### What to do
• a. Rewrite the FIFRA preemption text starting with "FIFRA is an" and going on through "under this subchapter.", with "subchapter" replaced by "chapter".
• b. Please list every product type named in the full title of the act in the FIFRA preemption text.

### Text section
..........

FIFRA is an acronym for an obscure federal act known as the Federal Insecticide, Fungicide and Rodenticide Act.  FIFRA is also the subject of a body of law concerning federal preemption.  On this subject FIFRA has spawned a diversity of judicial opinion which ought be resolved by the Supreme Court.  What is all the fuss about FIFRA?  The fuss is about the interpretation of the preemption provision of FIFRA, which is found at 7 U.S.C. § 136v.  This section of FIFRA states:

(a)  In general
A State may regulate the sale or use of any federally registered pesticide or device in the State, but only if and to the extent the regulation does not permit any sale or use prohibited by this subchapter.

(b) Uniformity
Such State shall not impose or continue in effect any requirements for labeling or packaging in addition to or different from those required under this subchapter.

From these provisions two points are clear.  First, Congress has generally preserved the power of the States to regulate pesticides.  Second, the States may regulate pesticides, but in so doing, they may not impose “requirements” for “labeling or packaging” beyond those of FIFRA.  The fuss is about what constitutes “requirements,” what falls within the scope of “labeling or packaging,” and what requirements are “in addition to or different from” those required under the FIFRA Act.

Over the past decade, the law of FIFRA preemption was developed in the lower federal courts.  By the last years of the millennium, most federal courts had held that state law claims alleging injury or damage from failure to warn of the toxic hazards of pesticides were preempted by FIFRA.  The effect of these decisions was that consumers injured by exposure to pesticides were denied relief in many common law actions for personal injury and crop damage against pesticide manufacturers.

..........

### Dataset extract
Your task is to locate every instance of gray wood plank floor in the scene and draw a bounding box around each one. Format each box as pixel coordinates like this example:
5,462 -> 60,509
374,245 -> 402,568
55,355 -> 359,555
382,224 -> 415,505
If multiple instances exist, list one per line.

..........

### Task-by-task results
• a.
FIFRA is an acronym for an obscure federal act known as the Federal Insecticide, Fungicide and Rodenticide Act.  FIFRA is also the subject of a body of law concerning federal preemption.  On this subject FIFRA has spawned a diversity of judicial opinion which ought be resolved by the Supreme Court.  What is all the fuss about FIFRA?  The fuss is about the interpretation of the preemption provision of FIFRA, which is found at 7 U.S.C. § 136v.  This section of FIFRA states:

(a)  In general
A State may regulate the sale or use of any federally registered pesticide or device in the State, but only if and to the extent the regulation does not permit any sale or use prohibited by this chapter.

(b) Uniformity
Such State shall not impose or continue in effect any requirements for labeling or packaging in addition to or different from those required under this chapter.

• b. Insecticide, Fungicide, Rodenticide